• Page text
An instance of this shader will execute for each vertex in parallel. This is true even for vertices that will not eventually be shown on the screen, because we only know their actual position after the vertex shader finishes. Since you are only accessing one vertex, you might have noticed some limitations: you can’t communicate between the vertices (for example, you can’t say that I want this vertex to be 10 units next to the previous vertex), and you can’t change the number of vertices. Sometimes you really need to have some sort of communication between the instances. For example, a fragment shader might want to implement a blur, for which it has to know the values of the surrounding pixels. To do this, you need to first run a fragment shader that saves the output into a texture, and then run a second fragment shader on that texture[6].

## SIMD

The GPU doesn’t have a control unit for each and every kernel-instance. In theory, you could create a GPU by putting together a couple hundred traditional cores, but it would be very expensive. Instead, the GPU makers try to simplify the circuitry by making several kernel-instances share a control unit. In other words, the kernel-instances share an instruction pointer in what we call a thread[7]. One thread of kernel-instances will execute them all together by using the Single Instruction, Multiple Data (SIMD) architecture. Instead of multiplying two numbers, for example, SMID multiplies sixteen of them at once. How many kernel-instances get executed by a single thread depends strongly on the GPU and on the data size. It might be able to run 32 kernel-instances on a thread if you only use a small data type, like a byte, or four kernel-instances per thread if it’s operating on a 32-bit number.

• Problems to work on
• 1. Swap "fragment shader" for "pixel shader" in the passage on GPU shaders, and write out the stretch starting with "An instance of" and going on through "on that texture[6].".
• 2. Write the next part of the passage on how GPUs run shaders, picking up after its final sentence.

• Data rows
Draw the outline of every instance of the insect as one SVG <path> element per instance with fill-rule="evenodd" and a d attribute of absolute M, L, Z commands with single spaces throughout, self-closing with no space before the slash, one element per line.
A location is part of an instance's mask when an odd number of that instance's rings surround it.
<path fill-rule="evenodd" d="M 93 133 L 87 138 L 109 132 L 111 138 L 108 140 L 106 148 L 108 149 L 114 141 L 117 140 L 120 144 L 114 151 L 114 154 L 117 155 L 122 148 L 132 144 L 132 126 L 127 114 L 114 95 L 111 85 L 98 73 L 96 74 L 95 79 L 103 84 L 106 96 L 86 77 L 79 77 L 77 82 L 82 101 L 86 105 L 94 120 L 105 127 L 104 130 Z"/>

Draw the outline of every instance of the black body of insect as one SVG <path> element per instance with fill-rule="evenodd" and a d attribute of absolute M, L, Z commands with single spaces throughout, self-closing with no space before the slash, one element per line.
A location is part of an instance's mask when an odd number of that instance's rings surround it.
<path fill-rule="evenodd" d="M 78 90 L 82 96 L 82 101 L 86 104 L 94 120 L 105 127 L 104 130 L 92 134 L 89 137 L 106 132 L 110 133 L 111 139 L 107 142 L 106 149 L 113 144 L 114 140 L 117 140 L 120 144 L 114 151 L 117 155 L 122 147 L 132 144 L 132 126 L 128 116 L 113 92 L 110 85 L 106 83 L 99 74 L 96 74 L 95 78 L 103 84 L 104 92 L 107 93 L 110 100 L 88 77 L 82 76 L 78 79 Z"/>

• Set of answers
• 1.
An instance of this shader will execute for each vertex in parallel. This is true even for vertices that will not eventually be shown on the screen, because we only know their actual position after the vertex shader finishes. Since you are only accessing one vertex, you might have noticed some limitations: you can’t communicate between the vertices (for example, you can’t say that I want this vertex to be 10 units next to the previous vertex), and you can’t change the number of vertices. Sometimes you really need to have some sort of communication between the instances. For example, a pixel shader might want to implement a blur, for which it has to know the values of the surrounding pixels. To do this, you need to first run a pixel shader that saves the output into a texture, and then run a second pixel shader on that texture[6].

• 2.
All of this will be mostly invisible to you as you write the code, but can become important once you try to optimize the code. Consider what happens if you put an if-else condition into your kernel/shader.

This is why I said earlier that GPUs are not suited for problems requiring complicated control flow: the thread will actually stop executing one branch. This is called divergent branching, and it will cause the thread to first compute the data in the first branch until it’s all done, then compute the data in the second branch8. If you nest enough if-else conditions inside each other, your program might become unable to take advantage of SIMD, and it might even become slower than just doing it on the CPU.

## The pipeline

Originally, GPUs used fixed, special-purpose hardware to calculate things that were needed to get the positions of triangles and make them appear as pixels on the screen; this was called the fixed pipeline. Later GPUs added two programmable units, the vertex shader and the fragment shader, in the middle of this pipeline that could modify the usual data in whatever way the programmer wants. The specialized hardware still did most of it, but now you could create a couple of lighting and shading effects. The vertex shader allowed you to run a program on each vertex, and the fragment shader allowed you to run a program for each pixel. You can create an almost empty vertex and fragment shader, and your OpenGL application will still work.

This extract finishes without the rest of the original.